Below are records. Transcribe exactly the lines from the one that contains "Please spot the dark plumage" through the last line, leaving any pictures out.

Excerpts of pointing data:
----

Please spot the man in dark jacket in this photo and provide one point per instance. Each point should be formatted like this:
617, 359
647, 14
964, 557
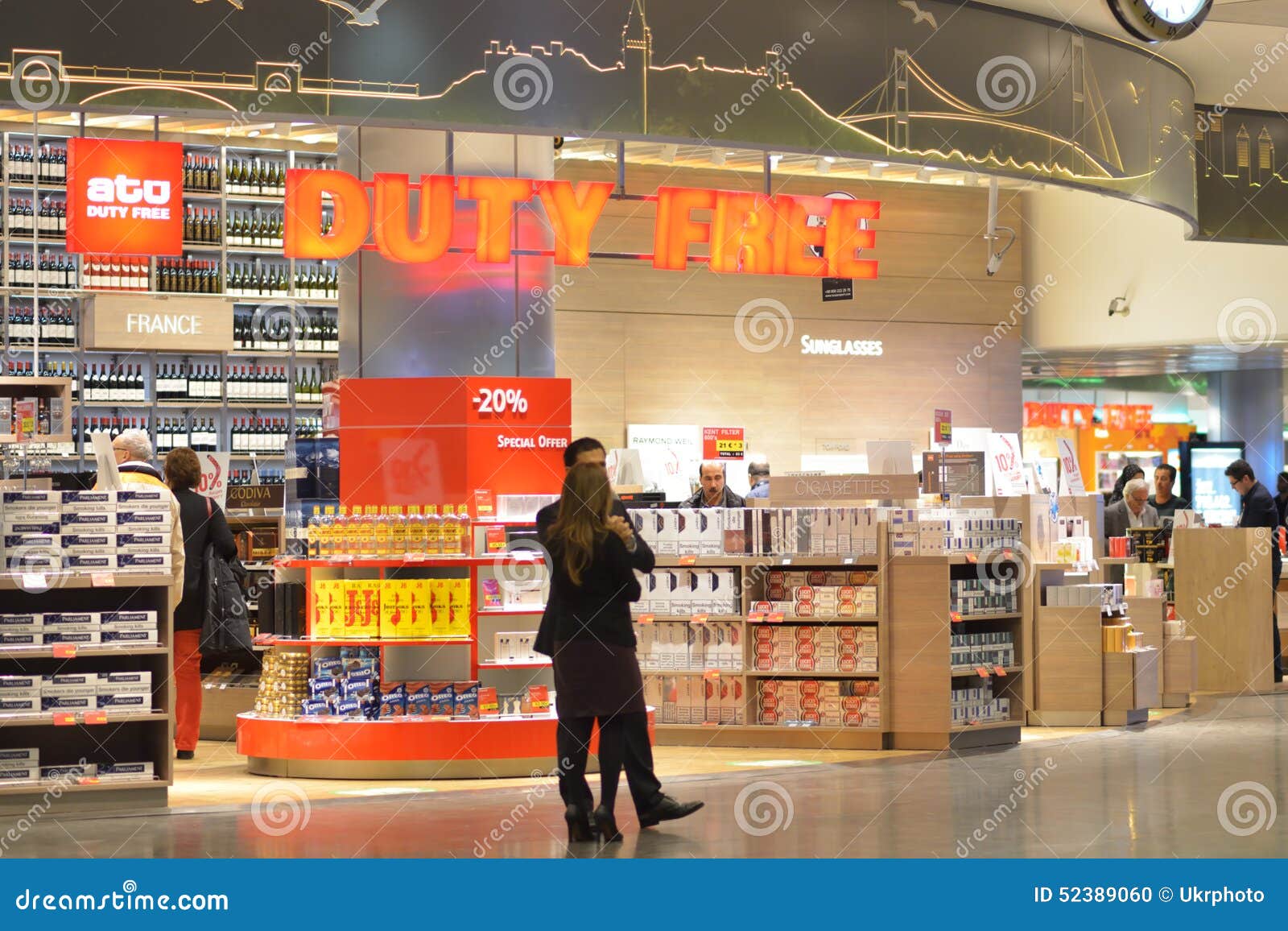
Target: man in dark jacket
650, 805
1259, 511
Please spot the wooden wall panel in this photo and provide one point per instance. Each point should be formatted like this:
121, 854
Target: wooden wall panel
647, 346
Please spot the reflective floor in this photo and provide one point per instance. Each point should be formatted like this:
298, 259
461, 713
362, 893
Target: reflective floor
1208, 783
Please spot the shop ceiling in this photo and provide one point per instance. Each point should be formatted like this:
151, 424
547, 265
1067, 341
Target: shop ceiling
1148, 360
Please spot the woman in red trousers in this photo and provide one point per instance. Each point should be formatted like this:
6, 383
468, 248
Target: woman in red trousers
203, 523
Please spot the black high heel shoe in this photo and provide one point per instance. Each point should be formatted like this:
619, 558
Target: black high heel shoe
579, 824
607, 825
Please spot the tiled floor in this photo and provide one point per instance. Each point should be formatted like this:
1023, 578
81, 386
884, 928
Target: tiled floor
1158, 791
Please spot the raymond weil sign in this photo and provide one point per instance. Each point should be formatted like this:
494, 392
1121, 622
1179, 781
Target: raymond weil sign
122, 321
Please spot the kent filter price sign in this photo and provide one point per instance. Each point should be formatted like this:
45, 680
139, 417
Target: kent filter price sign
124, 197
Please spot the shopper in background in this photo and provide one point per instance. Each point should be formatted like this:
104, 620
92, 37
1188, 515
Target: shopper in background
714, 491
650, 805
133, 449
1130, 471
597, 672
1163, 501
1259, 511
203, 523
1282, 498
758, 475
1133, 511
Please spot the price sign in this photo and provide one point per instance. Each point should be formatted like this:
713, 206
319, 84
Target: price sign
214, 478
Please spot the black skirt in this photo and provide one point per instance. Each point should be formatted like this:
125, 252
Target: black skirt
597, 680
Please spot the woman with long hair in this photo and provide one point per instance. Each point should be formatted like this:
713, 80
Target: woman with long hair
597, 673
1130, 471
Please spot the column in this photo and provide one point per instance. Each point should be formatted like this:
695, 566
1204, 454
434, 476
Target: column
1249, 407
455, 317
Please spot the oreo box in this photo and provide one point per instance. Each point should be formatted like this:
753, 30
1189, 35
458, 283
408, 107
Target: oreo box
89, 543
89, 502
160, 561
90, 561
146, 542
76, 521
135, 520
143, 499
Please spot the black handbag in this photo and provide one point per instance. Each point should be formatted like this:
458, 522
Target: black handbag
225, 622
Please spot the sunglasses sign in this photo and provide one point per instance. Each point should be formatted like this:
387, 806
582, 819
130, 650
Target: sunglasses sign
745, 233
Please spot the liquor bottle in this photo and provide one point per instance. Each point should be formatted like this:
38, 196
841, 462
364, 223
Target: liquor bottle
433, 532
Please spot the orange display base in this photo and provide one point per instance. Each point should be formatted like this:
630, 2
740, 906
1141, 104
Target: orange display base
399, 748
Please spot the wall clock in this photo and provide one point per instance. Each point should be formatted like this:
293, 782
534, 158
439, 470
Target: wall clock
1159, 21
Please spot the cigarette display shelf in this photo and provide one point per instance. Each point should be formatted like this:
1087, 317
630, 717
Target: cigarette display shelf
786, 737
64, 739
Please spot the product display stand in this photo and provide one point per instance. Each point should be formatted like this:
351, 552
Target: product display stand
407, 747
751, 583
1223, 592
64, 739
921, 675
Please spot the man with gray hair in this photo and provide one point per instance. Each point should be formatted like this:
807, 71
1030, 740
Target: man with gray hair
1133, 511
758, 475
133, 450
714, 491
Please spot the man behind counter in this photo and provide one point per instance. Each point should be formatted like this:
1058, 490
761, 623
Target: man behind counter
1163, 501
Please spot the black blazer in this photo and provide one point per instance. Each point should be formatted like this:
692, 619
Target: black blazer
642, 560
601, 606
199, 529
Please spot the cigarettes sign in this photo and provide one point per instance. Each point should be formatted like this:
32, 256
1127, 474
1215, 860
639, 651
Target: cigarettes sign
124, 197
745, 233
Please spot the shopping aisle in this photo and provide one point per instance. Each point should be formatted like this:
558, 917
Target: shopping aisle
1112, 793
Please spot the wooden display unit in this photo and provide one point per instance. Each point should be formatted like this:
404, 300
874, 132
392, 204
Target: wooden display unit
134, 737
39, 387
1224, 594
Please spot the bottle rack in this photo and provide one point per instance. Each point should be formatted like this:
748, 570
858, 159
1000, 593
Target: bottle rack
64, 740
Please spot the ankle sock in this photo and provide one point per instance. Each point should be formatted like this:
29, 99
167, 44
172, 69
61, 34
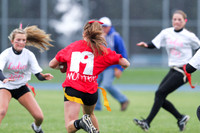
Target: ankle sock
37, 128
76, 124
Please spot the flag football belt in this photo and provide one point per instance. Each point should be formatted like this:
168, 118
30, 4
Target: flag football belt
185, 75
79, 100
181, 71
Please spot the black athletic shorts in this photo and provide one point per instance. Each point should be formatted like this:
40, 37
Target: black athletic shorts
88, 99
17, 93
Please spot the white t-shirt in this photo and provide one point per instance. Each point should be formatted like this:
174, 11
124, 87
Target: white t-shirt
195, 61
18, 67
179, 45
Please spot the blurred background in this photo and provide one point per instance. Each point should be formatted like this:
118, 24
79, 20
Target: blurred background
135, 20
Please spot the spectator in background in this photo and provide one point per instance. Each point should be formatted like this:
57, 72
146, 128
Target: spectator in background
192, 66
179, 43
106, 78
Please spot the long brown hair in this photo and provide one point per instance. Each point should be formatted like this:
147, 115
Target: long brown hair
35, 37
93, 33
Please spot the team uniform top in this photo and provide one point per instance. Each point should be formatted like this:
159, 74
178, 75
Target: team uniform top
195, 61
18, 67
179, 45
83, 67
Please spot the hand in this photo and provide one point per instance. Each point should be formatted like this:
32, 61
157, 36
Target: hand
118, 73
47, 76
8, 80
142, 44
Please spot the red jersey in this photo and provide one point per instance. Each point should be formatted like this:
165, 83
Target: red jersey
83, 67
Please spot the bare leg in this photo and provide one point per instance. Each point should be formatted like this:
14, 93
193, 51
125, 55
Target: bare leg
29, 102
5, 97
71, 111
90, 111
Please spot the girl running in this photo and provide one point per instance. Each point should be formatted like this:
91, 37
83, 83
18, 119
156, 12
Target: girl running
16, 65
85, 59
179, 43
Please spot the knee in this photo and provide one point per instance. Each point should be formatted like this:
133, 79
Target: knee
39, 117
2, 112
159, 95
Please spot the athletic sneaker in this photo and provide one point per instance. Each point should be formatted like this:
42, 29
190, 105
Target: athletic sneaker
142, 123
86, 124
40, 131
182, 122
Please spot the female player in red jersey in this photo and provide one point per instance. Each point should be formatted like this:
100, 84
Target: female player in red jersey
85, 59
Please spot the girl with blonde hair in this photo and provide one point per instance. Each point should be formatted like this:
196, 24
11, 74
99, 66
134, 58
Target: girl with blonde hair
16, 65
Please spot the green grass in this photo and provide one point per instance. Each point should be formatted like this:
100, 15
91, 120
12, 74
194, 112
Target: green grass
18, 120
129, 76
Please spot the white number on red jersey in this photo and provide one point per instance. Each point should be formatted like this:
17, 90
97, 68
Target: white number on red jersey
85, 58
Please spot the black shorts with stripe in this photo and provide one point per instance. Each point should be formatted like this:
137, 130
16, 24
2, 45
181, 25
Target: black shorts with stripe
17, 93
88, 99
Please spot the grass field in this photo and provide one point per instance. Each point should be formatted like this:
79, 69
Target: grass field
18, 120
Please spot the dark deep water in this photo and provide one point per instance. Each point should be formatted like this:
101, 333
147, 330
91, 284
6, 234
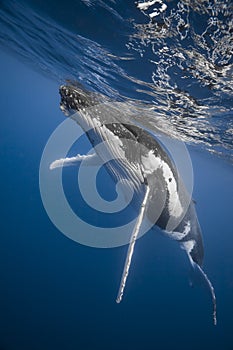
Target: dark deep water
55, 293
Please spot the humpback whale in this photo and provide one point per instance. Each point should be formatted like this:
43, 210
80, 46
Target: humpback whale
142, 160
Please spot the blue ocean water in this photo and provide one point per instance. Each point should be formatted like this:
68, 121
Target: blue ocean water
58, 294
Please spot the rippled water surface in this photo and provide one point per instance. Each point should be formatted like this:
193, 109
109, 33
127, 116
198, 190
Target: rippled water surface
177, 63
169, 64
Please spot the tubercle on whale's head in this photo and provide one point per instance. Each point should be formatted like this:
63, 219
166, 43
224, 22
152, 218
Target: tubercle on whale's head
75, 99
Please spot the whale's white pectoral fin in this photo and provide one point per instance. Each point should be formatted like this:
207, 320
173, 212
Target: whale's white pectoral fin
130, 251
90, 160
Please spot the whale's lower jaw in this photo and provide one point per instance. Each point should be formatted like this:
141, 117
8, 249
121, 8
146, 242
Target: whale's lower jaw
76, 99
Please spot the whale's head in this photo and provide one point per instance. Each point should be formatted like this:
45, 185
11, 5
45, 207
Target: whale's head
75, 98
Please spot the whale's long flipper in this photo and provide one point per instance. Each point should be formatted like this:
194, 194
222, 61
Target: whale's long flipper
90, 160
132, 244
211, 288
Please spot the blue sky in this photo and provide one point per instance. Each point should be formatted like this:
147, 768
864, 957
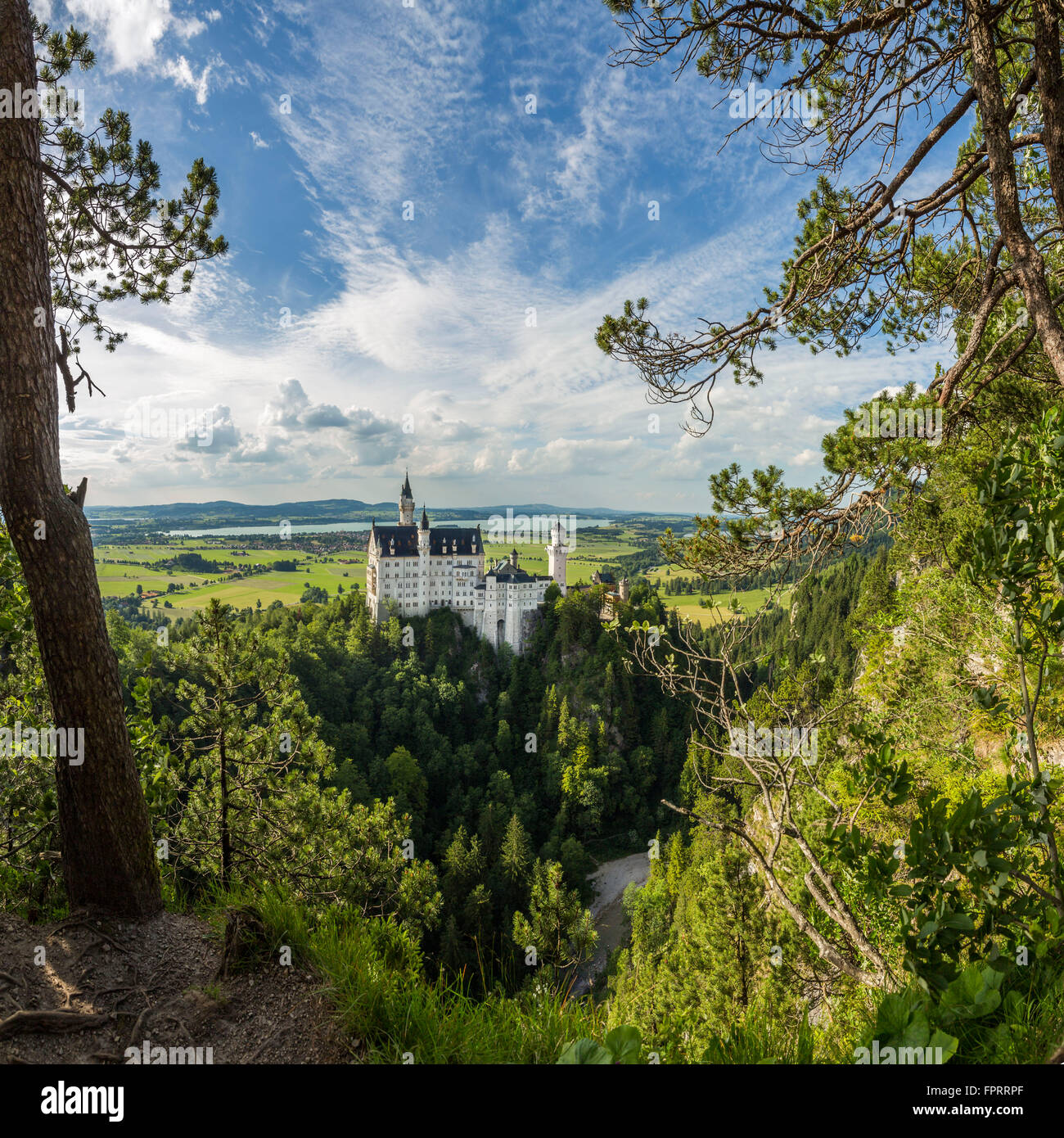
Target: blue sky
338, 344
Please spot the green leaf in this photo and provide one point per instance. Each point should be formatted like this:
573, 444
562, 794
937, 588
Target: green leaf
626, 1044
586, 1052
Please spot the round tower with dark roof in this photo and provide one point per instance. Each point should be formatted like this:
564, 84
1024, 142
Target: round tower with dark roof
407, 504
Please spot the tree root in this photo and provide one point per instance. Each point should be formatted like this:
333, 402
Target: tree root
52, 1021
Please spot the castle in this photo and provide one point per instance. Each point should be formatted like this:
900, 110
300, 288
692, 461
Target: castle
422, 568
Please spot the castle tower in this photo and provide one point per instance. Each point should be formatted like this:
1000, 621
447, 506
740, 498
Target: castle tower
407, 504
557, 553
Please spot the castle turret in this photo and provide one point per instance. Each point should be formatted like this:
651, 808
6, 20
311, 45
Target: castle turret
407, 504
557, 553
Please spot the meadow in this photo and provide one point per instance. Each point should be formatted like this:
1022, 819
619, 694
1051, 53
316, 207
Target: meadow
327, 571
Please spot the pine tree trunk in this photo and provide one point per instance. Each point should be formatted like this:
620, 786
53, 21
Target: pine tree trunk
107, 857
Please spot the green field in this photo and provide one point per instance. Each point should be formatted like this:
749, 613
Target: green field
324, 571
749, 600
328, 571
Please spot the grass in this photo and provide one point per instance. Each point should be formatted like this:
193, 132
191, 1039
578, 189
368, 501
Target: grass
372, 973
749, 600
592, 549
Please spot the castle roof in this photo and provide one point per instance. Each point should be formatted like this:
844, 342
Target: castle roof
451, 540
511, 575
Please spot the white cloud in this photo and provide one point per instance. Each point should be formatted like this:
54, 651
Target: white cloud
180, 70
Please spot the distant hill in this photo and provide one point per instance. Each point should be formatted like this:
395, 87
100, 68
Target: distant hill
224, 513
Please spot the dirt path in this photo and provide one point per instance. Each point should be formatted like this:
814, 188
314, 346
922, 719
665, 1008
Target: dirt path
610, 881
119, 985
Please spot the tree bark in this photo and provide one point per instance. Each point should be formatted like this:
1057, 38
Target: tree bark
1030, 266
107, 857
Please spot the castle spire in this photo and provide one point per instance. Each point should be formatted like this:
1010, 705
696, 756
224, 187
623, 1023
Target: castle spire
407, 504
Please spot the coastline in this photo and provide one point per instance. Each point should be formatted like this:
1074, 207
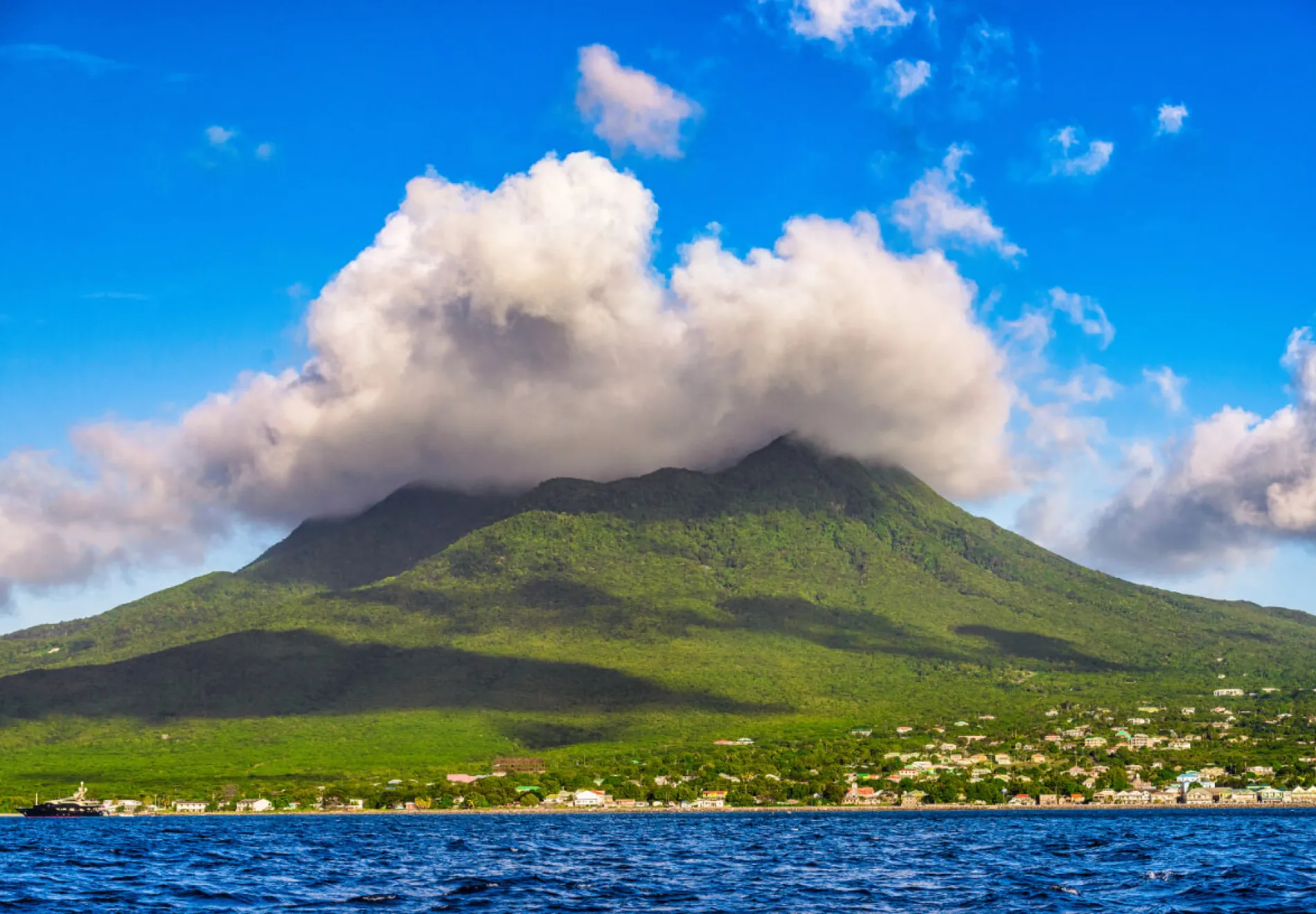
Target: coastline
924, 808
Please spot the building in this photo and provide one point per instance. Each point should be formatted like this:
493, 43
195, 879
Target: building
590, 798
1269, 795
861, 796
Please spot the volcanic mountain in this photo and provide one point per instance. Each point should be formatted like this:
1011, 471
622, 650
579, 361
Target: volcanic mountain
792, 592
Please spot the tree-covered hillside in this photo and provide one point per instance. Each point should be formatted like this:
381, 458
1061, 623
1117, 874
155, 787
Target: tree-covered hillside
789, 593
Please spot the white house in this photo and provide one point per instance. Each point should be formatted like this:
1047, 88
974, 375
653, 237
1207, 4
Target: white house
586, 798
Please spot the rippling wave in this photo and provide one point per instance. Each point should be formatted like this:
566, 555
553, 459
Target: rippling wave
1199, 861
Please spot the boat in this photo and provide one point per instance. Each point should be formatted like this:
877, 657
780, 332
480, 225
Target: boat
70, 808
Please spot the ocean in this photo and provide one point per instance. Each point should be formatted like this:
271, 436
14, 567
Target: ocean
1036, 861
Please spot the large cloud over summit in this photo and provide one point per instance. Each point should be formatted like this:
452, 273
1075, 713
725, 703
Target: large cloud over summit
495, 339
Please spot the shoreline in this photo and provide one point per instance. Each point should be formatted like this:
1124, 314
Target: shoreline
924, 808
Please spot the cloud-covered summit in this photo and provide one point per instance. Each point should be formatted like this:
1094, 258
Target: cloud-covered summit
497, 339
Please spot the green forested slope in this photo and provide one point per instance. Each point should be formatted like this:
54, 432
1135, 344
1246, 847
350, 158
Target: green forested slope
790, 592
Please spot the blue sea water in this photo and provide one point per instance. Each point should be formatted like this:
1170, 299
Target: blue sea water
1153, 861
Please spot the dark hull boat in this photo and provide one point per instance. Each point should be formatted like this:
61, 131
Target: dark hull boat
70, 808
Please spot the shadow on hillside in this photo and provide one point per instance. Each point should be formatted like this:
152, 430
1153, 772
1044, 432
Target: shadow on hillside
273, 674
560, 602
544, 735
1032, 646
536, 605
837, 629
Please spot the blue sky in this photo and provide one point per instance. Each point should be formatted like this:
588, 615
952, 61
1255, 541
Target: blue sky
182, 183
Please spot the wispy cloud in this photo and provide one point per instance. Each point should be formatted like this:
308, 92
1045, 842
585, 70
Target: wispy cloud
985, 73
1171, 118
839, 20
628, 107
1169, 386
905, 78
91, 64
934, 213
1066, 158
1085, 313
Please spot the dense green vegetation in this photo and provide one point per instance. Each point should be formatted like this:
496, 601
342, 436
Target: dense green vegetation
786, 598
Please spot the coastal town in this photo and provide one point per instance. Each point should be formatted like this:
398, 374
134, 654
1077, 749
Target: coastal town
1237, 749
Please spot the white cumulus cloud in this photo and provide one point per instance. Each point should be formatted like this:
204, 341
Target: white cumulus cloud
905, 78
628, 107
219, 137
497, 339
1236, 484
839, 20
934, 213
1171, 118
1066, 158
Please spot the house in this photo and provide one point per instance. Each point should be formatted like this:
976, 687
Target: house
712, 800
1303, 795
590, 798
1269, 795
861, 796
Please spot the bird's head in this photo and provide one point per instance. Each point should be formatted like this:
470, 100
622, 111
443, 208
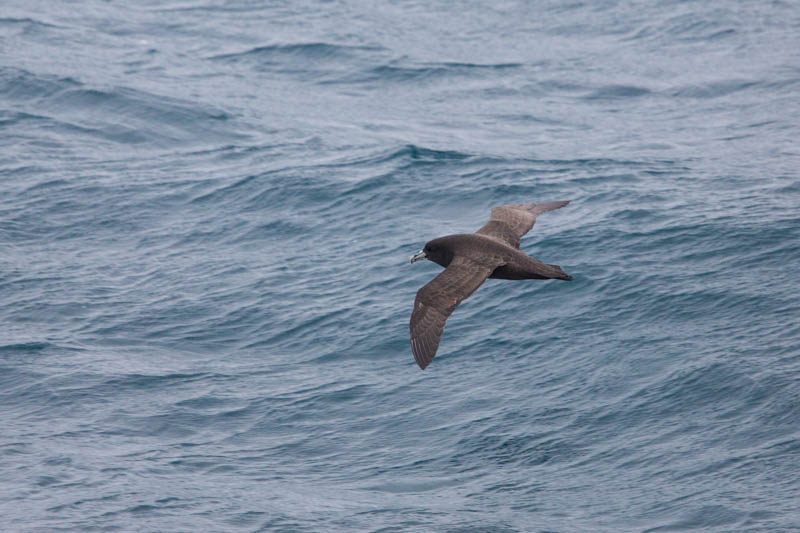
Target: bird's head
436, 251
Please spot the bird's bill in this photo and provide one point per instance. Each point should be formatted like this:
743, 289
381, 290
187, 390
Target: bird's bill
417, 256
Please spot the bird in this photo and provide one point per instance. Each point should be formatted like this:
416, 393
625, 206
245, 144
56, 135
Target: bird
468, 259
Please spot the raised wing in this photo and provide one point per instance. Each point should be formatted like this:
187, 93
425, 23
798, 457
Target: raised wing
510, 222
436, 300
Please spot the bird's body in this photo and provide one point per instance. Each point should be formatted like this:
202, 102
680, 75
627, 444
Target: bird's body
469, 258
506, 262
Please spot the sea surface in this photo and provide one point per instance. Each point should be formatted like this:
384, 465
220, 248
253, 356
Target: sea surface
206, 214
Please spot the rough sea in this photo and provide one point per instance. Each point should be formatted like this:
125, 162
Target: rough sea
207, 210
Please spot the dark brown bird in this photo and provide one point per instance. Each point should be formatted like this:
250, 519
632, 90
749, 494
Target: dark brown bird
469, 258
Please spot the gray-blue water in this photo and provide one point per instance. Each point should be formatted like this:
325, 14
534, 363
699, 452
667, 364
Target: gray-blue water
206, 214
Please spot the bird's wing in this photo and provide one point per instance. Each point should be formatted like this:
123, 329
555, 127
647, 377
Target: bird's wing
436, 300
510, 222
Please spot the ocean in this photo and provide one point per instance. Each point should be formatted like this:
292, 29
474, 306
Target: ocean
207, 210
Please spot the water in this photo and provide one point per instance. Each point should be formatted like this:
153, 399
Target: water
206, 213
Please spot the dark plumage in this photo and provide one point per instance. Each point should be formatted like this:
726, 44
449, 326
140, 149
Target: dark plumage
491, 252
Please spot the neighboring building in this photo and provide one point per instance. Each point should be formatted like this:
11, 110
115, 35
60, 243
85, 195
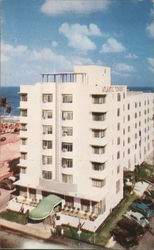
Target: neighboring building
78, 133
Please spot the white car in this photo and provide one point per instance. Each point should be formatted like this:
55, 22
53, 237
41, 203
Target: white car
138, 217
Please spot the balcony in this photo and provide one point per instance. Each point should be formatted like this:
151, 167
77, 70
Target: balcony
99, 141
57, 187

----

Written reply:
Please spot the dark plumage in this photo and provide one point per instance. Each point should be formatted like this:
726, 44
449, 326
140, 149
Target: dark plumage
491, 252
Please spot the neighboring building in this photo and provide one point per instance. Each point should be formatted like this:
11, 110
115, 35
60, 243
85, 195
Target: neighboring building
78, 133
Please spot the white car in this photo and provide one point per instance. Each point should be formatted like this:
55, 22
53, 237
41, 203
Target: white car
138, 217
Please spot the balcony in this photo and provide one point per instance. Each point should be formatted like this:
151, 167
77, 70
Target: balcony
99, 141
57, 187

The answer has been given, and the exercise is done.